Superare il ghetto e il ripiegamento su se stessi, testimoniare la fede con le opere, i pellegrinaggi, il quotidiano lavoro ecumenico. Nel Vicariato d’Arabia, la massima concentrazione di fedeli da 100 nazionalità diverse. La Chiesa è viva pur senza piena libertà religiosa.
Milano (AsiaNews) – Le Chiese in Medio oriente hanno urgente bisogno di riscoprire la testimonianza e l’unità fra di loro. È quanto è emerso dall’incontro tenutosi il 9 ottobre al Pime di Milano, alla vigilia del Sinodo per il Medio Oriente.
 
L’incontro, promosso da “Mondo e Missione” e dal Suam (Segretariato unitario animazione missionaria) ha messo in luce soprattutto la testimonianza di mons. Paul Hinder, vicario apostolico d’Arabia e di mons. Giacinto-Boulos Marcuzzo, vicario per Israele del Patriarcato latino di Gerusalemme.

DATI ARCHIVIATI »
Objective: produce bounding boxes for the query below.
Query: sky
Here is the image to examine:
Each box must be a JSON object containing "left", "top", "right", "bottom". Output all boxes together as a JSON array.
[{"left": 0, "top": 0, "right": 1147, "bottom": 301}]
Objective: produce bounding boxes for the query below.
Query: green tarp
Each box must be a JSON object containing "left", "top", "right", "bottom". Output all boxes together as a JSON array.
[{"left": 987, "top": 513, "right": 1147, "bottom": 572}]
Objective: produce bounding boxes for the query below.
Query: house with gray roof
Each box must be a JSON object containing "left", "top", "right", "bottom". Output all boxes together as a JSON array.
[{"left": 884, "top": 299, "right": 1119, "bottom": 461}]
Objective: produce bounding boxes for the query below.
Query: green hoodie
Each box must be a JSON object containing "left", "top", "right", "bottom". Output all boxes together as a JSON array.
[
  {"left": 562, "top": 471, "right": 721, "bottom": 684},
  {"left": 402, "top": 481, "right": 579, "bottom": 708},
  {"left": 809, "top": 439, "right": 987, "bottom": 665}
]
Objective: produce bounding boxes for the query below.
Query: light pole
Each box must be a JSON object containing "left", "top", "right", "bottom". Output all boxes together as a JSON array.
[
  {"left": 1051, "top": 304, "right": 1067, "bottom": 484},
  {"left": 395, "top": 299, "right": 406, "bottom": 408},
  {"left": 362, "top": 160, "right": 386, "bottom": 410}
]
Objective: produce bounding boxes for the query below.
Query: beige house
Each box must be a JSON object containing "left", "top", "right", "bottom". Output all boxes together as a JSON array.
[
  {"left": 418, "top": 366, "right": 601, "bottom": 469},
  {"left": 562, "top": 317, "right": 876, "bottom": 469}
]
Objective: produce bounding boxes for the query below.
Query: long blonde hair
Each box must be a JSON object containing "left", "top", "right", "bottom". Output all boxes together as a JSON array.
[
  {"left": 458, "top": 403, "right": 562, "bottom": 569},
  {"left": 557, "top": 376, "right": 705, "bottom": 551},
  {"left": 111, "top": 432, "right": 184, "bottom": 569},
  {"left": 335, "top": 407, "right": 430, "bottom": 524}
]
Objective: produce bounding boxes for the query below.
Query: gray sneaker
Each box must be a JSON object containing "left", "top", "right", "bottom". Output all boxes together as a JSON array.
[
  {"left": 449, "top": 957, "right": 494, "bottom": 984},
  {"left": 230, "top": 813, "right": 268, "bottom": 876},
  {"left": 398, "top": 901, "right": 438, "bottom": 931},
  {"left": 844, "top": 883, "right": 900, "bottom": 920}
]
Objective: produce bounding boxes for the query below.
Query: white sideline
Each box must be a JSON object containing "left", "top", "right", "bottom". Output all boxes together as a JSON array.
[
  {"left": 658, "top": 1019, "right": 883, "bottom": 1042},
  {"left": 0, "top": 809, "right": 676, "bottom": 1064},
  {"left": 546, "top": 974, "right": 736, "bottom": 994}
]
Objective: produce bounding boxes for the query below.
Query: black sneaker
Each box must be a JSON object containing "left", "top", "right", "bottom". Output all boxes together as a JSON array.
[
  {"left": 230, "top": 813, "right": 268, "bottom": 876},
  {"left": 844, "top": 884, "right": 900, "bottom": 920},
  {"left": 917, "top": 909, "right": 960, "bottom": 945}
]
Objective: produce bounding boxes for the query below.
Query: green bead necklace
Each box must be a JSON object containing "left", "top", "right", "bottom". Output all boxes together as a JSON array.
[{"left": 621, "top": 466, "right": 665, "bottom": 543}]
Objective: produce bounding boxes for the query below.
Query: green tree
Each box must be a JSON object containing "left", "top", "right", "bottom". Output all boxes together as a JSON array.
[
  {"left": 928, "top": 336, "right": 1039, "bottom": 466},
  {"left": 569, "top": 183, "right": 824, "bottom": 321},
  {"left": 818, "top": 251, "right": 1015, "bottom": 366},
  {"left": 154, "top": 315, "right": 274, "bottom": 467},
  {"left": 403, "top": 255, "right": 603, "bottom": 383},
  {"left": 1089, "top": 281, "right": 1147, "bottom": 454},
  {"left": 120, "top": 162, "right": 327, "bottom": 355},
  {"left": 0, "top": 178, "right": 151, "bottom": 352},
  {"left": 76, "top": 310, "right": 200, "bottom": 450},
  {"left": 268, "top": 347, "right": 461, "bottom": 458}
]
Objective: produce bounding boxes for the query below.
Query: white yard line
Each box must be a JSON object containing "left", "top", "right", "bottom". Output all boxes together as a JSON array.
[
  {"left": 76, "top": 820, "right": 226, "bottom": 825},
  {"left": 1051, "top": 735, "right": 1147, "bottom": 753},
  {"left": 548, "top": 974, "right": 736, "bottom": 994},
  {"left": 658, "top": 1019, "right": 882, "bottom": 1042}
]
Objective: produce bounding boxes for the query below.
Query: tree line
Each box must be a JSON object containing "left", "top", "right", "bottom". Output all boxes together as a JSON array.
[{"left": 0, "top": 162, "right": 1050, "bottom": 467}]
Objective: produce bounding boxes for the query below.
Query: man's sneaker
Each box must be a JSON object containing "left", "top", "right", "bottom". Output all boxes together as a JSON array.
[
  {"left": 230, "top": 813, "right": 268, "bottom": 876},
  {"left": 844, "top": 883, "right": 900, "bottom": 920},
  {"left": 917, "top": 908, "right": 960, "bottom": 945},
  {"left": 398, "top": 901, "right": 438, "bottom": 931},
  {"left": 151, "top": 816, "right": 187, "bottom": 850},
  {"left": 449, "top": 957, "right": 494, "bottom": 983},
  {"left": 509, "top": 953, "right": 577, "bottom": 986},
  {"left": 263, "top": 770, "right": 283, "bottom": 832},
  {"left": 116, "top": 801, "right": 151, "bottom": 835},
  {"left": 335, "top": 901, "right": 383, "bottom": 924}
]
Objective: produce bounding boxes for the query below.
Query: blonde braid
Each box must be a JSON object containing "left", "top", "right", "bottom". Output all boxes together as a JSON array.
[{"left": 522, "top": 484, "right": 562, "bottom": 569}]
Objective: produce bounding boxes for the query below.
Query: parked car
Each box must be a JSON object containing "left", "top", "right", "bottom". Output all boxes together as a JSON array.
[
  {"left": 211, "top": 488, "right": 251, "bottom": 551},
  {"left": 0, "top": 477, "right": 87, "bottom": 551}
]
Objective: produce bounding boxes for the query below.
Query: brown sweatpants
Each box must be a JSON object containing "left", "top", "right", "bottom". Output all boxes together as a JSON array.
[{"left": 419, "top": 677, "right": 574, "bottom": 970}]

IL COMPITO »
Estrai alla lettera dal testo sulle Chiese in Medio Oriente il passo che inizia con "Milano (AsiaNews) –" e prosegue fino a "il Medio Oriente." compreso.

RISPOSTA AL COMPITO »
Milano (AsiaNews) – Le Chiese in Medio oriente hanno urgente bisogno di riscoprire la testimonianza e l’unità fra di loro. È quanto è emerso dall’incontro tenutosi il 9 ottobre al Pime di Milano, alla vigilia del Sinodo per il Medio Oriente.